Lines to be reproduced exactly: the one that holds "For each instance of the row" and all those after it through the end of the data. Include no others.
____ Data excerpts
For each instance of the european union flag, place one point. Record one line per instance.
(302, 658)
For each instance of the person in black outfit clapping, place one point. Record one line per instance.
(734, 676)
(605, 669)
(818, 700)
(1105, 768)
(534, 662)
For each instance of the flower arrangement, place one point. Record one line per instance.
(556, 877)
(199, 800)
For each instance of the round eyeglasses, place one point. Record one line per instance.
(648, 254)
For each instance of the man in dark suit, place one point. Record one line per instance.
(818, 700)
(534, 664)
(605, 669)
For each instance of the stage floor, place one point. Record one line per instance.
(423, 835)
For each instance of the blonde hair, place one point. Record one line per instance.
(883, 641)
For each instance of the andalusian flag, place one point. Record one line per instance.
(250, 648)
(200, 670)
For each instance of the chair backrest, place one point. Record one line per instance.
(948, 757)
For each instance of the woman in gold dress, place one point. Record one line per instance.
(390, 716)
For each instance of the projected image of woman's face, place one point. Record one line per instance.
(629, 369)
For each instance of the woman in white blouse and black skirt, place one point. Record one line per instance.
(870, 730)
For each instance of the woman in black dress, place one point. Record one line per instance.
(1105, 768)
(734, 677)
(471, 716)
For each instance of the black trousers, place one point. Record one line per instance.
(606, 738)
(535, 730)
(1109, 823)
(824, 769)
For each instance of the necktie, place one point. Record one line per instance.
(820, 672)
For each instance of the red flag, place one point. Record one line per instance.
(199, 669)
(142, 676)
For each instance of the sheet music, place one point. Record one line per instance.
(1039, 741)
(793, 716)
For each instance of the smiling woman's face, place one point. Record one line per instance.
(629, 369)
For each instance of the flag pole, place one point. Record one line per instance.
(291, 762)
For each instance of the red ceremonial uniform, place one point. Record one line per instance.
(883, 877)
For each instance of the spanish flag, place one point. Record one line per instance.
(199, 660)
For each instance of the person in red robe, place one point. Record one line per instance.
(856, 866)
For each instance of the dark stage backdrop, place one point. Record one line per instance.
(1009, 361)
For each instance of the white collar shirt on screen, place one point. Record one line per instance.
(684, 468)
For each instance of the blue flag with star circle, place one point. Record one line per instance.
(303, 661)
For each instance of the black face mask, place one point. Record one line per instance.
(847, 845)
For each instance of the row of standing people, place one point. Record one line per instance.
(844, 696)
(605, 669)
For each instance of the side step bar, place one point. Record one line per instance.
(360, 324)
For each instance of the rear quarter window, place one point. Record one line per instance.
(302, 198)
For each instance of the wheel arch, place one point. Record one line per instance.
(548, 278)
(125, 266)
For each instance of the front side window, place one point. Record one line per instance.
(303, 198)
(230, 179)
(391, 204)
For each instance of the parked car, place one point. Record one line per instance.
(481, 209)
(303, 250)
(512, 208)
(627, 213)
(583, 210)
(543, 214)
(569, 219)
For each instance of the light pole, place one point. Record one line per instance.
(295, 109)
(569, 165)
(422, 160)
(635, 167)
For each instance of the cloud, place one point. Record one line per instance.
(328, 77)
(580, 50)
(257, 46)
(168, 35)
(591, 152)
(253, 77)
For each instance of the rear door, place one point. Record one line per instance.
________
● Solution for this task
For each instance of the row of standing people, place one point. Record one line per instance.
(844, 696)
(605, 669)
For each instance of the side step bar, place one point. Record one line per instance.
(360, 324)
For each instance of the rear quarter window, place one point. Record one line per instance.
(302, 198)
For each instance of the wheel arch, place one point. Record one line per instance.
(548, 278)
(125, 266)
For each instance of the front side window, place one point. Record one line per instance.
(303, 198)
(230, 179)
(391, 204)
For each instance of the parked car, place one point. Record one line per instance.
(481, 209)
(303, 250)
(512, 208)
(627, 213)
(583, 210)
(543, 214)
(569, 219)
For each instance of the light pole, place one point. Record one line per instance.
(295, 109)
(569, 165)
(422, 160)
(635, 167)
For each instance of the cloud, place one point. Record one line per instance.
(328, 77)
(580, 50)
(257, 46)
(168, 35)
(591, 152)
(253, 77)
For each instance of the rear door, place one point. Record one line per instance.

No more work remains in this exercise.